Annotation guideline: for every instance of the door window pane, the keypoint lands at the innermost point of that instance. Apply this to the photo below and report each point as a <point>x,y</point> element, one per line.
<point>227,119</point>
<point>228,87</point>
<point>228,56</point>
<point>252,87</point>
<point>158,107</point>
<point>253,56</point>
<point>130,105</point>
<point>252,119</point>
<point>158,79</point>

• • • • • • •

Your job here is to copy the entries above exactly.

### Reply to the task
Annotation guideline: for every instance of the door window pane, the keypoint lands at the innermost point of that instance. Apply this to the photo below and report each point as a <point>x,y</point> element, one per line.
<point>227,119</point>
<point>228,87</point>
<point>228,56</point>
<point>252,87</point>
<point>158,107</point>
<point>253,56</point>
<point>130,105</point>
<point>252,119</point>
<point>158,79</point>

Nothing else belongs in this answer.